:: SOURCE DOCUMENT
As one might expect, given the aforementioned issues, comprehensive urban high schools have proved notably ineffective. Our longstanding national embarrassment, the achievement gap, seems to say it all: By high school graduation, typical urban students are 4 years behind their suburban counterparts (Haycock, 1998; Toch, 2003).


As the name implies, the defining characteristic of a small school is its size, generally ranging between 300 and 450 students in four grades. Size, however, is but a means to more important ends. In contrast to centralized and standardized change strategies, small-school reform draws on the affective and relational dimensions to teaching and learning to promote more supportive interactions among students, teachers, and administrators—assuming that doing so will enhance student achievement.

One common means by which small schools aim to enhance relationships is by personalizing students’ education, ensuring that faculty know students well and can draw on this knowledge to help them academically (Ayers et al., 2000; Lambert, Lowry, Copland, Gallucci, & Wallach, n.d.; Legters, Balfanz, Jordan, & McPartland, 2002). At a structural level, this often means that small schools maintain low student-teacher ratios and team teachers with a set group of students, creating even smaller learning communities within an already small structure. In some cases, teachers “loop” with the same students for more than a single year or semester (Levine, 2002; Mohr, 2000). Many small schools have advisory programs. Here, students can support, and be supported by, their peers while connecting with a faculty advocate who mentors them throughout their education.
::::
TO-DO LIST:
(1) In two sentences, summarize the passage on small schools.
(2) Please turn the paragraph in the passage on small schools that begins "One common means by which small schools" into a short bulleted list that keeps its main facts.
(3) Carry on the passage on small schools from its final sentence.
The material that follows comes from a different source than the text above.
:: DATASET ENTRIES
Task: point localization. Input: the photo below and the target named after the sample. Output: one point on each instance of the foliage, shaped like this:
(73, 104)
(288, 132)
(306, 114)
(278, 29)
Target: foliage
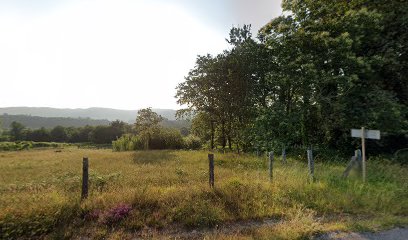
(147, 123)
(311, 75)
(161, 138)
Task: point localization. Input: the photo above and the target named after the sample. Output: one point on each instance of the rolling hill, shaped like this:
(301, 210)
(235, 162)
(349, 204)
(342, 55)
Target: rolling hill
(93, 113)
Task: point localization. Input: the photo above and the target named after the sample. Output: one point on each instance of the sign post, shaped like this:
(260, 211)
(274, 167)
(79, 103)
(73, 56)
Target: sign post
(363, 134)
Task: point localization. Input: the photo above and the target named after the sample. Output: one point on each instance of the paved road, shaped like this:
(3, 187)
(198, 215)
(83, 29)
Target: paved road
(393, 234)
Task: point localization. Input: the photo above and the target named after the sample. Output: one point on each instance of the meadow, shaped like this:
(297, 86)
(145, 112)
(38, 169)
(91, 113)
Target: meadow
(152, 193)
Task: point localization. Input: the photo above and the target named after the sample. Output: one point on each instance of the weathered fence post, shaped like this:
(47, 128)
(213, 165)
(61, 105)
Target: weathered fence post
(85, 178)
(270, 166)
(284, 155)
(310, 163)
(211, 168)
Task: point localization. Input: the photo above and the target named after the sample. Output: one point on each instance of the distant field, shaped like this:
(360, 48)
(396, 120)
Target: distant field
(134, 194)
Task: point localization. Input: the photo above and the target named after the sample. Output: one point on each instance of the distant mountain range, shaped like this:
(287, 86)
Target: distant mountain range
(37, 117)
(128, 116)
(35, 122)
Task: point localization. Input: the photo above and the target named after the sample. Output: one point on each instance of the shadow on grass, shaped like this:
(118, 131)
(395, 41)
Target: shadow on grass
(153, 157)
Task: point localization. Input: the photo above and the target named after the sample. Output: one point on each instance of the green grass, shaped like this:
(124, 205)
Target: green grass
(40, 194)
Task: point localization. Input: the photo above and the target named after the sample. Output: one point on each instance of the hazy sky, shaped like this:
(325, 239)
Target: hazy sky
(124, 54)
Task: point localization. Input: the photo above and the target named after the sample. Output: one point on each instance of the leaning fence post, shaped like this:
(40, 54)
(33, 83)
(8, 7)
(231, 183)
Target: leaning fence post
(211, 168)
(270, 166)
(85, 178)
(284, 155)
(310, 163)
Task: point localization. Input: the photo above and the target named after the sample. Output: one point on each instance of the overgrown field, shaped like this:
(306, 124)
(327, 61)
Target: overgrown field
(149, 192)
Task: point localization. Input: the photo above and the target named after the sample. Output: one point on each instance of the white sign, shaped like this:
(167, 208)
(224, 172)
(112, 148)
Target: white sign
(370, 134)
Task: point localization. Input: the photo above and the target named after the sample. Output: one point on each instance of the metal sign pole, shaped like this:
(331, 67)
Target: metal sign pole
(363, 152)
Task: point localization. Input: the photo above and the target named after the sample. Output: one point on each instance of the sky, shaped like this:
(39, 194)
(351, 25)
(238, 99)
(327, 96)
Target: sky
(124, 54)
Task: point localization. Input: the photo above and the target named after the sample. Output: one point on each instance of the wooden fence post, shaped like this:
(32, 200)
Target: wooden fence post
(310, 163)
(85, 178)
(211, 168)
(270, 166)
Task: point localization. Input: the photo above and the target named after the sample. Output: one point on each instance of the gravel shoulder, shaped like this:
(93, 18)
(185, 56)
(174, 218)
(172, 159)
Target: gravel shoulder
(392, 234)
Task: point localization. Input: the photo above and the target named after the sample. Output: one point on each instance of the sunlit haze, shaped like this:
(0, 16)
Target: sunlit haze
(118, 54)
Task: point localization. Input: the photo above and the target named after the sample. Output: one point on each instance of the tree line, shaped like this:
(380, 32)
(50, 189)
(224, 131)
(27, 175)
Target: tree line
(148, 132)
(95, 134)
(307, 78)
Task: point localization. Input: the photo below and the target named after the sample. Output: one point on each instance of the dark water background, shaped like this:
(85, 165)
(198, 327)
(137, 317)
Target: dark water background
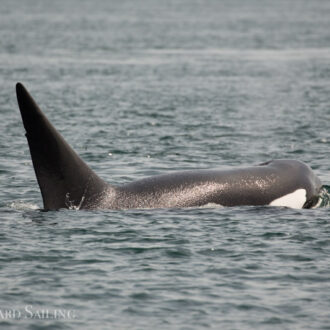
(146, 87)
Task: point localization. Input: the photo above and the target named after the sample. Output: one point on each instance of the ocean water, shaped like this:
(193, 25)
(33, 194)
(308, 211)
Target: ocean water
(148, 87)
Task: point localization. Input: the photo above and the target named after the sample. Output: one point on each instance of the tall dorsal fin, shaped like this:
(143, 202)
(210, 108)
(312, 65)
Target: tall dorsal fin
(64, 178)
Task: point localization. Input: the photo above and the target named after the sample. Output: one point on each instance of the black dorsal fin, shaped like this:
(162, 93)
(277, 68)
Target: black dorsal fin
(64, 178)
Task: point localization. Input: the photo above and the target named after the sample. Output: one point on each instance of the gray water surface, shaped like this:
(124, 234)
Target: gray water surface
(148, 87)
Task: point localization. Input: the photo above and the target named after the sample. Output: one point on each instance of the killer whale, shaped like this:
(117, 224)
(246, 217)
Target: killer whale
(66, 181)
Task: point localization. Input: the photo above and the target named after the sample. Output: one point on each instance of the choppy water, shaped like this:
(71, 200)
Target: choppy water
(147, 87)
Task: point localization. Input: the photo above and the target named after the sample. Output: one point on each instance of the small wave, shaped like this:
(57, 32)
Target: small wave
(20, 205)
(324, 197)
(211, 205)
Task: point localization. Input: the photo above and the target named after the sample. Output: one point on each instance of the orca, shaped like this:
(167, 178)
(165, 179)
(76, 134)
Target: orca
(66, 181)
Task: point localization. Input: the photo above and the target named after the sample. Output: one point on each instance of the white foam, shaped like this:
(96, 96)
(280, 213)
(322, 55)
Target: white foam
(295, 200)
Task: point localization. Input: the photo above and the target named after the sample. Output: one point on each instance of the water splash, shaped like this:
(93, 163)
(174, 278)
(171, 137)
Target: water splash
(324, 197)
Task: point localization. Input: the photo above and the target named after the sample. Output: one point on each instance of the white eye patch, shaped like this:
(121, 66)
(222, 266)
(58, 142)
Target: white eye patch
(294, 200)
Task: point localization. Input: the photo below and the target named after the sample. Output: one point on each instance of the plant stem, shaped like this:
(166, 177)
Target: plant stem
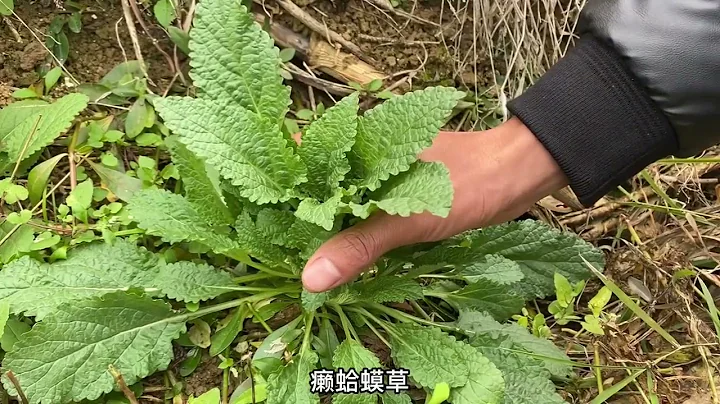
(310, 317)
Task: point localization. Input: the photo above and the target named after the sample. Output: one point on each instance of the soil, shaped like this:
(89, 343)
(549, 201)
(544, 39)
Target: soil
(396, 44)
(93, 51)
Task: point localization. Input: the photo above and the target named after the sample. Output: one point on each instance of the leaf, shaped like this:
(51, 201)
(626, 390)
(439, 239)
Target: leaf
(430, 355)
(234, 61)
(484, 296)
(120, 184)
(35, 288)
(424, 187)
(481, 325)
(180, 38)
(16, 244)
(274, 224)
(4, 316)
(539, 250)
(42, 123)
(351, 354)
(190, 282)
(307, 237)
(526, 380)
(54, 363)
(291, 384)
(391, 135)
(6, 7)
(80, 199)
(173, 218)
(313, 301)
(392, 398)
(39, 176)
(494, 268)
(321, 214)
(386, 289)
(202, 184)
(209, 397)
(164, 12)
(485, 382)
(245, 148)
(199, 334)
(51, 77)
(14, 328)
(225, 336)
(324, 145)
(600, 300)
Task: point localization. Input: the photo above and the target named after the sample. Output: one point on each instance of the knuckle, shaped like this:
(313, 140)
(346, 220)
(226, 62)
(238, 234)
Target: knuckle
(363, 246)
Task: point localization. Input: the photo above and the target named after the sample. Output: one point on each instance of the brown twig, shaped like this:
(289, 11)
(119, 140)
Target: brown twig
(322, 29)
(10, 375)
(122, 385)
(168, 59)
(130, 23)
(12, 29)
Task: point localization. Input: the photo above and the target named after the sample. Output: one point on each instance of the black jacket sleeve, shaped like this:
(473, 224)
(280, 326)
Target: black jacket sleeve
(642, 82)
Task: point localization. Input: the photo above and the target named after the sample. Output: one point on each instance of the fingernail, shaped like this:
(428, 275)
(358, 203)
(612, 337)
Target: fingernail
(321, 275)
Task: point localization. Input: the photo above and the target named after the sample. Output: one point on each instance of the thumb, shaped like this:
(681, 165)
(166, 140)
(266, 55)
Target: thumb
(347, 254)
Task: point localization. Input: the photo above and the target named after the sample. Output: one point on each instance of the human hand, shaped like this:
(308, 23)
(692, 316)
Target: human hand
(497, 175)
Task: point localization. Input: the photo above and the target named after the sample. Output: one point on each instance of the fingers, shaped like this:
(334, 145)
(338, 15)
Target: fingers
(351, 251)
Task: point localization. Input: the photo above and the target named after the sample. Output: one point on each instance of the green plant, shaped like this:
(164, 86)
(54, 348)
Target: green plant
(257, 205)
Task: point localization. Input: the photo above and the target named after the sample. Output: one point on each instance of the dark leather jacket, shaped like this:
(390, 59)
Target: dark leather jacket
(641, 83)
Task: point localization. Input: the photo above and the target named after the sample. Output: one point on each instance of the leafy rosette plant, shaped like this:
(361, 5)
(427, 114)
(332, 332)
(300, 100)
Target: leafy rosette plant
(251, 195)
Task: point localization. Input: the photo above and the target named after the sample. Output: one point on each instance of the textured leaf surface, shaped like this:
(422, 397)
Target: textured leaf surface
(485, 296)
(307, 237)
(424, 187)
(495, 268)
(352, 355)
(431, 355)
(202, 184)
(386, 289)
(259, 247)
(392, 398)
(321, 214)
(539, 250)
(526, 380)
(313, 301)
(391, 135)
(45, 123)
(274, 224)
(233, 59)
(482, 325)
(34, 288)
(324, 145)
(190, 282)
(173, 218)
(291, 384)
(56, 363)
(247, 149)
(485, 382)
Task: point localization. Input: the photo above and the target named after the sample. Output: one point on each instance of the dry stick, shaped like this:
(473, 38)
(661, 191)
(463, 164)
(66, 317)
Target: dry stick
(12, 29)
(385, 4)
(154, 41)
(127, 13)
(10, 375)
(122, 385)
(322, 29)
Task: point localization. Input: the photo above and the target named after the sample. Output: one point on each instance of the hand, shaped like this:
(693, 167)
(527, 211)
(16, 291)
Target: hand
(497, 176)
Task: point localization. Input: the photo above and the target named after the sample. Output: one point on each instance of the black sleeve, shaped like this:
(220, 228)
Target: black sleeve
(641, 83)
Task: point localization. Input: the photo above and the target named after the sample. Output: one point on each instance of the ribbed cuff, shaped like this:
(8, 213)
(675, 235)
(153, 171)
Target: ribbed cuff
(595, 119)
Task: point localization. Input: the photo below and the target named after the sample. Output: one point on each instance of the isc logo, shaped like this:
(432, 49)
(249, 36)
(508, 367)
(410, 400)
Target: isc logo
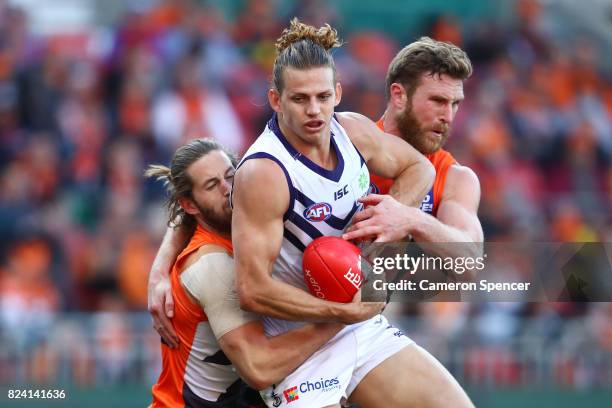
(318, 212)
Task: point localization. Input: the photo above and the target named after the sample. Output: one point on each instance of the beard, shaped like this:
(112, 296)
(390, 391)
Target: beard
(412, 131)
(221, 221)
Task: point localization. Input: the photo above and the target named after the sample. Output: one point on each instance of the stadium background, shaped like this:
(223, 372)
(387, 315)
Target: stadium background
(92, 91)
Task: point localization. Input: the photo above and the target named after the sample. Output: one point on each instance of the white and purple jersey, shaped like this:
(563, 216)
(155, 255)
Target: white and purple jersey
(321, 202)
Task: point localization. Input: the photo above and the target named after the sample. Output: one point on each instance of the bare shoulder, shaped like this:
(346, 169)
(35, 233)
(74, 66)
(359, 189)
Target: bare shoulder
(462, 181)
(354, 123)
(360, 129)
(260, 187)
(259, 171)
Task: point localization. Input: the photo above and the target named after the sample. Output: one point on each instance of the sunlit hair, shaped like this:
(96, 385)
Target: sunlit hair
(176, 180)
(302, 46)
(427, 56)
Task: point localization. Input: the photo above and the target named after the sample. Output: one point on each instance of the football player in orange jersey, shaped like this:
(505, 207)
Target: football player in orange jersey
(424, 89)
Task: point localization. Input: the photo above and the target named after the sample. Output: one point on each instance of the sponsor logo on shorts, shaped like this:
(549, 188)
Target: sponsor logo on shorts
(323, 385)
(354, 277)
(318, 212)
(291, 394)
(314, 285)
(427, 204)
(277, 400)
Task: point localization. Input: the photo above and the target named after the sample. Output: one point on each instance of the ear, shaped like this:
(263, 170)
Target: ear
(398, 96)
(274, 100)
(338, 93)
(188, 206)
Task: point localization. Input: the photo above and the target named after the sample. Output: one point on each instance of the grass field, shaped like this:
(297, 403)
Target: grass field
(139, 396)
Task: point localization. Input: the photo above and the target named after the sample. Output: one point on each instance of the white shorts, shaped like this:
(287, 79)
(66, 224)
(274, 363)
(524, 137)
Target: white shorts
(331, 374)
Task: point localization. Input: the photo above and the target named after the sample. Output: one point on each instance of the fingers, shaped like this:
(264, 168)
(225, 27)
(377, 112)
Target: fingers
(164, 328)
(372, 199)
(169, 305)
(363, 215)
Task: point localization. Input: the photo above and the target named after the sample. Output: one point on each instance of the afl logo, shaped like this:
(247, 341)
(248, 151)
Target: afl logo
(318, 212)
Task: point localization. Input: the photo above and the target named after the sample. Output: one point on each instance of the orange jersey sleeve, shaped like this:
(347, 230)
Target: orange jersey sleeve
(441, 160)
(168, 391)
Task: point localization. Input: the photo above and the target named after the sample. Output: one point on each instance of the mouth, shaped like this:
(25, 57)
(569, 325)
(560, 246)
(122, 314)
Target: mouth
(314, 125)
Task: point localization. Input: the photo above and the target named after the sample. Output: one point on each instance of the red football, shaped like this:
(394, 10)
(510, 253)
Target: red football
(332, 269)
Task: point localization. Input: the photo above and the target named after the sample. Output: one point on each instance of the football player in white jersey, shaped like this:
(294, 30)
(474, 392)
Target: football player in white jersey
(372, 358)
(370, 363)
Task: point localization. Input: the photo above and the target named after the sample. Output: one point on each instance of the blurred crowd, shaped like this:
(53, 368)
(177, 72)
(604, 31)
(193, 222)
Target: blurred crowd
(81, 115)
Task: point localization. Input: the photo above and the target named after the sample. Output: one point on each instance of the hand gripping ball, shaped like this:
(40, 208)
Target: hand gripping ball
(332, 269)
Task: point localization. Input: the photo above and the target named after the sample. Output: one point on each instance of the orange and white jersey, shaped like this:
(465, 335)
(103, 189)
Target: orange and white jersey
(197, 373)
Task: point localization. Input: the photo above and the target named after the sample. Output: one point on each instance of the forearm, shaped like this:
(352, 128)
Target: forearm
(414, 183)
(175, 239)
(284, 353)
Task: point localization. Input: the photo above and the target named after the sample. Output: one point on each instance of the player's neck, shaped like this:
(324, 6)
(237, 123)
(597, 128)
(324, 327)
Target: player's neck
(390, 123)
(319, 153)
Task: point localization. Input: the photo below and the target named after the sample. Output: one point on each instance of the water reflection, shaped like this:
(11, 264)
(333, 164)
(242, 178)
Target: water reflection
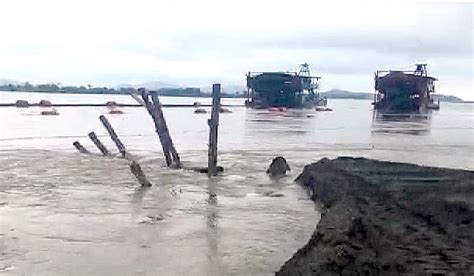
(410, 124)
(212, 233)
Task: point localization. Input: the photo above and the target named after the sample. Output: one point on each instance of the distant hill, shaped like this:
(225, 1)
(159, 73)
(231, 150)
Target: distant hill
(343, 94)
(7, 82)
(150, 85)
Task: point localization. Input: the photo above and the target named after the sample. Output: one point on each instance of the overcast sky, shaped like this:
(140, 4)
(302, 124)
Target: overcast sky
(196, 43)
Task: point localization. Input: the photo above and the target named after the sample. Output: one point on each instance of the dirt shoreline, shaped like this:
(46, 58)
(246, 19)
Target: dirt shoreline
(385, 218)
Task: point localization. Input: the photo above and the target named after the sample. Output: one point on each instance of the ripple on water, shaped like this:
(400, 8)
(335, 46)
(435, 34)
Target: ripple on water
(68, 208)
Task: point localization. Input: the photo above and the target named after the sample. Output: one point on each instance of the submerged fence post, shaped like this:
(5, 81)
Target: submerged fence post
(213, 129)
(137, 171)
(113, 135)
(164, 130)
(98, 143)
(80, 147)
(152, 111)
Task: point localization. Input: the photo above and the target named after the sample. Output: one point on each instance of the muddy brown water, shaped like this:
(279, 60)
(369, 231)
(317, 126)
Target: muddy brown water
::::
TASK-BY-TASK RESULTS:
(1) Comprehensive urban high schools have proved notably ineffective, and typical urban students finish high school 4 years behind their suburban counterparts. Small schools generally enroll 300 to 450 students in four grades and use that size to build more supportive interactions among students, teachers, and administrators, on the assumption that this will enhance student achievement.

(2)
- Small schools often strengthen relationships by personalizing education, so faculty know students well and can use that knowledge to help them academically.
- Structurally, they keep student-teacher ratios low and team teachers with a set group of students, which creates even smaller learning communities.
- In some cases, teachers "loop" with the same students for more than one year or semester.
- Many have advisory programs in which students support and are supported by their peers and connect with a faculty advocate who mentors them throughout their education.

(3)
Most small schools also embrace a thematic or philosophical identity. For instance, small schools belonging to the Coalition of Essential Schools (CES) align their structure and practices with the CES common principles—creating an “atmosphere of trust and decency” and focusing the curriculum on “depth not breadth,” among other features (CES, 2006). “Career academies,” another form of small school, offer a curriculum that blends academic, career, and technical courses with opportunities for work-based learning with local employers (Kemple, 2001, p. 1). In addition, many small schools embrace an inclusive approach to school governance, allowing faculty to design professional development opportunities or chair school meetings (Copland, 2003) while integrating students into school governance (Darling-Hammond, 1996; Goodlad, Soder, & Sirotnik, 1990; Meier, 1998). Ideally, such a focus provides direction to a school’s work while attracting likeminded students, parents, and educators—thereby helping to create a community committed to a set of shared beliefs, values, and practices (Ayers et al., 2000; Littky, 2004).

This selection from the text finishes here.